--- Source data Enclosed Below ---
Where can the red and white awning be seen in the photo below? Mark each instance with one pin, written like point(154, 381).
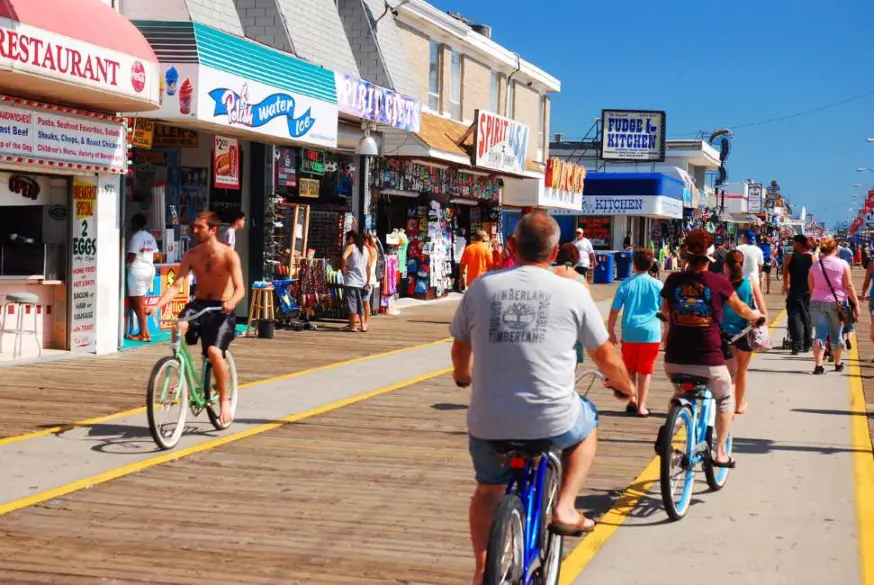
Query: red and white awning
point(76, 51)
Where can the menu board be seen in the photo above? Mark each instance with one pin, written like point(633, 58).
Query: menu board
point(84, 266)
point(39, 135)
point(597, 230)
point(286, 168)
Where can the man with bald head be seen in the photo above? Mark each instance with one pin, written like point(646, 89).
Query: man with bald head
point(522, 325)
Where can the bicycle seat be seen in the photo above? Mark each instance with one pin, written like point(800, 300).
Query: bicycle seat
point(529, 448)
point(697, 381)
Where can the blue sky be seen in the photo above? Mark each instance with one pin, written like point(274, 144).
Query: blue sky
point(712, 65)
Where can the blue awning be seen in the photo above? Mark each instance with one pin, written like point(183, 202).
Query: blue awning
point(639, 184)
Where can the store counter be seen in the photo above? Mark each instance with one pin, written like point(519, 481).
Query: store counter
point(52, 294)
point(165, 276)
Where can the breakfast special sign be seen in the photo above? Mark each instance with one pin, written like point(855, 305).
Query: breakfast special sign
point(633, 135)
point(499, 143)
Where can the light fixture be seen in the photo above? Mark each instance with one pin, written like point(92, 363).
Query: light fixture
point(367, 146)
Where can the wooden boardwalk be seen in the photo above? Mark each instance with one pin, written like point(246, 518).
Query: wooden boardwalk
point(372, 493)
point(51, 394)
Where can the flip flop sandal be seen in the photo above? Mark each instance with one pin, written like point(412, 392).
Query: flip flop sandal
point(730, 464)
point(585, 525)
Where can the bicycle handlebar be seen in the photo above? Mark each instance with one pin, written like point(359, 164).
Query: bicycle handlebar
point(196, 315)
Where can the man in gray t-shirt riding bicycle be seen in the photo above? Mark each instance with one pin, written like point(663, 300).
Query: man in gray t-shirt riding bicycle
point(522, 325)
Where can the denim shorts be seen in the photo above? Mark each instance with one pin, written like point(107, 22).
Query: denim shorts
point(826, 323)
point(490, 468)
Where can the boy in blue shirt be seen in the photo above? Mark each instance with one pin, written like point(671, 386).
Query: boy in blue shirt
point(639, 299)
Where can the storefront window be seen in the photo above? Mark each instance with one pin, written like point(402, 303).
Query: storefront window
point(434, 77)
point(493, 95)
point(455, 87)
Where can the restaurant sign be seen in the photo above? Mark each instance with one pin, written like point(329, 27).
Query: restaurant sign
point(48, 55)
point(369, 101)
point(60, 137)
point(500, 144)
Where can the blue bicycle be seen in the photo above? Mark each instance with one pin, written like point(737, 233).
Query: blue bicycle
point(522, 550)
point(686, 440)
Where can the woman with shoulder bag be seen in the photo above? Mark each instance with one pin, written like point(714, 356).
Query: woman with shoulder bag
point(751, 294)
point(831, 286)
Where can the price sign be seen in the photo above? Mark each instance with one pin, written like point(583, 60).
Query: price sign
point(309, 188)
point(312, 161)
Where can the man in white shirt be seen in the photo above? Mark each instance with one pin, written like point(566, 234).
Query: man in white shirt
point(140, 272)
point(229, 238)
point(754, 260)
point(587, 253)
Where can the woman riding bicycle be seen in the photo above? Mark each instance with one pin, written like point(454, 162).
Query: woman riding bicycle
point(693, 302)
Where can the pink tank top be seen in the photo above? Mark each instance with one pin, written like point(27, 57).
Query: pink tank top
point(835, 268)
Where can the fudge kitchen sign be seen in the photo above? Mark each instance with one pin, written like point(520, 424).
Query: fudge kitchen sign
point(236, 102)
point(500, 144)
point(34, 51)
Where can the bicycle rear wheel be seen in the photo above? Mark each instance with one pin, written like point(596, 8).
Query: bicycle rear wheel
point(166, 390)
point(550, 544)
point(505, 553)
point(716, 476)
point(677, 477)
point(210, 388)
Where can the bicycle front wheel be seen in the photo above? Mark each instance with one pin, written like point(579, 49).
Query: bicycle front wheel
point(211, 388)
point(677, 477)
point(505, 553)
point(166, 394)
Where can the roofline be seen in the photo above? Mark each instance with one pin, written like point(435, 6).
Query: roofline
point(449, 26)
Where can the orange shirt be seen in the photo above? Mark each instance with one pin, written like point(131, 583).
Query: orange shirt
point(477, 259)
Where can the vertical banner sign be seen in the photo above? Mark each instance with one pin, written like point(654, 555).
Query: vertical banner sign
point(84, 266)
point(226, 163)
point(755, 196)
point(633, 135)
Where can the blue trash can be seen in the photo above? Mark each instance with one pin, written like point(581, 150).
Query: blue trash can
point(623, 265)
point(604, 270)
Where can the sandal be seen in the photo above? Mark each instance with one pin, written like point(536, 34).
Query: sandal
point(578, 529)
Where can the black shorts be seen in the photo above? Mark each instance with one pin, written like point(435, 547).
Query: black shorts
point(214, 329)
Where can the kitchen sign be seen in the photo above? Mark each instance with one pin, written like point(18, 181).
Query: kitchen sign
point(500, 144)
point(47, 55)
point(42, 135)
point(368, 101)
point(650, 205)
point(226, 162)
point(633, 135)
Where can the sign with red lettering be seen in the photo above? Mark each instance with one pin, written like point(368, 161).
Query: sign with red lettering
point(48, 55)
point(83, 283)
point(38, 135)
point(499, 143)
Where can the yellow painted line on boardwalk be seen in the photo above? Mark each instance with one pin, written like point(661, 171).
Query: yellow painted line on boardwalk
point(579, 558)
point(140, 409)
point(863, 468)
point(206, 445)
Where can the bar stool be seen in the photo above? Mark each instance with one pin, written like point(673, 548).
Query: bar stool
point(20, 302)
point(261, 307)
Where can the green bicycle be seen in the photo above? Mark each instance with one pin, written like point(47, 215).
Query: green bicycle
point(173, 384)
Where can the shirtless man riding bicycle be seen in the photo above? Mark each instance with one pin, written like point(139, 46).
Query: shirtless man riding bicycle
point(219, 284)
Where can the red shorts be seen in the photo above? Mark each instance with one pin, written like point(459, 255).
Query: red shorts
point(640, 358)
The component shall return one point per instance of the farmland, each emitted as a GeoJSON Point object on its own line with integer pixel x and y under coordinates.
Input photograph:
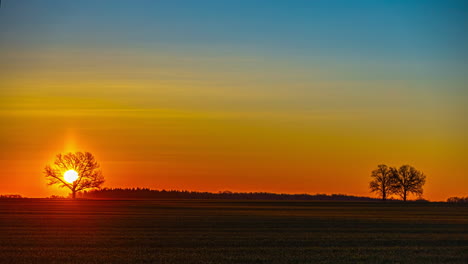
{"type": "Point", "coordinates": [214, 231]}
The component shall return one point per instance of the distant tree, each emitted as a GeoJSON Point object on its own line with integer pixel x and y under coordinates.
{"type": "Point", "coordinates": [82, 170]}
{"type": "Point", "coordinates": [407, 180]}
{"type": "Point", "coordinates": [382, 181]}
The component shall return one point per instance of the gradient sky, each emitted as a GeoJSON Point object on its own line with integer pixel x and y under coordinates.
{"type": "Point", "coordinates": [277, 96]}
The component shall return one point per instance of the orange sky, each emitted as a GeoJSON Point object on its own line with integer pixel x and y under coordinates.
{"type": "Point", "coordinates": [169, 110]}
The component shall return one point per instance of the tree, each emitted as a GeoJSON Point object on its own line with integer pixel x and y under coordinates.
--- End of Enclosed Source data ---
Work instructions: Hand back the data exactly as it appears, with all pictures cut.

Response for this exercise:
Where can the red and white awning be seen in the photo below? Mark each instance with one pin, written like point(154, 381).
Query: red and white awning
point(76, 51)
Where can the menu board be seen in the photo above? Mark each instance with one pin, written like point(633, 58).
Query: menu board
point(84, 266)
point(39, 135)
point(597, 230)
point(286, 168)
Where can the man with bald head be seen in the photo above? Mark each instance with one pin, written like point(646, 89).
Query: man with bald head
point(522, 325)
Where can the bicycle seat be seen in the photo above? Mark each instance with one pin, written like point(800, 300).
Query: bicycle seat
point(529, 448)
point(697, 381)
Where can the blue sky be seen in the photo above? Mark each instance with one pin, written like point(274, 144).
Query: blue sky
point(712, 65)
Where can the blue awning be seen in the photo above? Mark each instance with one pin, written like point(183, 202).
Query: blue awning
point(639, 184)
Where can the store counter be seen in the photo above? Mark each instance with one pin, written like point(519, 481).
Query: store counter
point(52, 294)
point(165, 276)
Where can the breakfast special sign be seen in the photo above? Mark each instance with one pin, written like point(855, 305).
Query: breakfast special sign
point(633, 135)
point(499, 143)
Where can the light fixture be seen in the photo above? Mark each instance with one pin, written like point(92, 363).
Query: light fixture
point(367, 146)
Where can the wooden boardwalk be seen in the photo above? Mark each instance with one pin, written like point(246, 518).
Query: wooden boardwalk
point(372, 493)
point(51, 394)
Where can the flip flop sandal be seen in the photo above? Mark each instance with one pin, written like point(412, 392).
Query: flip flop sandal
point(730, 464)
point(585, 525)
Where can the bicycle handlebar be seen in the photo above? Mark each instance with one pin, written like point(359, 164).
Query: bicycle handlebar
point(196, 315)
Where can the man in gray t-shirt riding bicycle be seen in the photo above? Mark each instance with one pin, written like point(663, 300).
Query: man in gray t-shirt riding bicycle
point(522, 325)
Where can the denim shorts be seen in the photo above? Mark each instance with one pin, written like point(107, 22).
Query: denim shorts
point(826, 323)
point(490, 468)
Where can the boy in blue shirt be seen in the photo above? Mark each instance with one pin, written like point(671, 386).
Query: boy in blue shirt
point(639, 299)
Where can the storefront window be seen in the photo above? Mark each instance with one pin, written like point(402, 303).
Query: storefront window
point(434, 77)
point(493, 95)
point(455, 87)
Where can the restaurant sign be seen in the photo above? Mark each instance with one pin, written like point(329, 27).
Query: restaurant sign
point(48, 55)
point(369, 101)
point(60, 137)
point(500, 144)
Where can the blue bicycle be seen in the photo above? Mark each instance with one pin, written like point(737, 233).
Query: blue bicycle
point(522, 550)
point(686, 440)
Where can the woman with shoulder bag be seen in the photo above? Mark each instance with one pin, written like point(714, 356).
Query: woman with shoulder bag
point(751, 294)
point(831, 286)
Where can the price sign be seen in the photo above? Mark each instance with one pin, written like point(583, 60).
Query: price sign
point(309, 188)
point(312, 161)
Where can the man in white shirt be seen in the photo above? Mark each instance with one pin, written like point(566, 234).
Query: man in white shirt
point(140, 272)
point(229, 238)
point(754, 260)
point(587, 253)
Where can the woman riding bicycle be seen in the photo above? Mark each instance with one pin, written like point(454, 162).
Query: woman riding bicycle
point(693, 302)
Where can the pink tank top be seen in the photo above? Mark each instance with one pin, written like point(27, 57).
Query: pink tank top
point(835, 268)
Where can the fudge kitchen sign be seen in the photo above? Mark each instance with one pin, written like point(520, 424).
Query: fudge kitchen sign
point(236, 102)
point(500, 144)
point(34, 51)
Where can the bicycle rear wheel be seen in the photo above? Mark each instance with one pin, written like point(596, 8).
Query: bicycle rear wheel
point(166, 390)
point(550, 544)
point(505, 553)
point(716, 476)
point(677, 477)
point(210, 388)
Where can the bicycle front wheel be seen in the photo above? Mark each instance with one pin, written like point(579, 49).
Query: bicycle front wheel
point(211, 388)
point(677, 477)
point(505, 553)
point(166, 394)
Where can the roofline be seen in the photo above? Mark each instance with one pin, written like point(435, 6).
Query: roofline
point(449, 26)
Where can the orange shirt be seen in the photo above? Mark each instance with one pin, written like point(131, 583).
Query: orange shirt
point(477, 259)
Where can the vertical banner sign be seen in the photo above? Mark each instance with one pin, written like point(654, 555).
Query: vertical banner sign
point(84, 266)
point(226, 163)
point(755, 196)
point(633, 135)
Where can the blue trash can be seen in the photo above? Mark each instance with one pin, written like point(581, 150).
Query: blue trash can
point(623, 265)
point(604, 270)
Where can the sandal be seen in the photo above? Mark each instance with one pin, written like point(536, 34).
Query: sandal
point(578, 529)
Where can the black shorts be seen in the photo above? Mark each instance with one pin, written like point(435, 547).
Query: black shorts
point(214, 329)
Where can the kitchen sign be seen in the photo above? Mark each instance with one pin, written like point(18, 181).
Query: kitchen sign
point(500, 144)
point(47, 55)
point(42, 135)
point(368, 101)
point(650, 205)
point(226, 162)
point(633, 135)
Where can the sign with red lettering be seen in the photo above? Mark each instance with one pin, written like point(368, 161).
Query: sign with red lettering
point(48, 55)
point(83, 283)
point(38, 135)
point(499, 143)
Where can the yellow painted line on boardwalk be seen in the photo above? Mark each instance with one pin, written like point(661, 171).
Query: yellow painted line on boardwalk
point(579, 558)
point(140, 409)
point(863, 468)
point(206, 445)
Where can the bar stool be seen in the photo above? Mark each instance with one pin, written like point(673, 548).
Query: bar stool
point(20, 302)
point(261, 307)
Where can the green bicycle be seen in the photo above? Mark each instance with one pin, written like point(47, 215).
Query: green bicycle
point(173, 384)
Where can the shirtless man riding bicycle be seen in the photo above? Mark each instance with one pin, written like point(139, 46).
Query: shirtless man riding bicycle
point(219, 284)
Where can the red shorts be seen in the photo above? Mark each instance with one pin, written like point(459, 255).
Query: red shorts
point(640, 358)
The component shall return one point per instance of the farmland, each emitted as a GeoJSON Point object on its own line with integer pixel x and y under coordinates.
Input photograph:
{"type": "Point", "coordinates": [214, 231]}
The component shall return one point per instance of the distant tree, each emitted as a GeoJSON Point object on its own line with integer pixel x and y under coordinates.
{"type": "Point", "coordinates": [82, 170]}
{"type": "Point", "coordinates": [407, 180]}
{"type": "Point", "coordinates": [382, 181]}
The component shall return one point per instance of the gradient sky, each emitted as a GeoJSON Point object on its own line with integer pixel x and y under coordinates.
{"type": "Point", "coordinates": [277, 96]}
The component shall return one point per instance of the orange sky, each emitted as a GeoJSON Point object on its own line with integer pixel x and y under coordinates.
{"type": "Point", "coordinates": [169, 110]}
The component shall return one point per instance of the tree, each emitted as a GeoJSON Point object on its own line with integer pixel x and y under coordinates.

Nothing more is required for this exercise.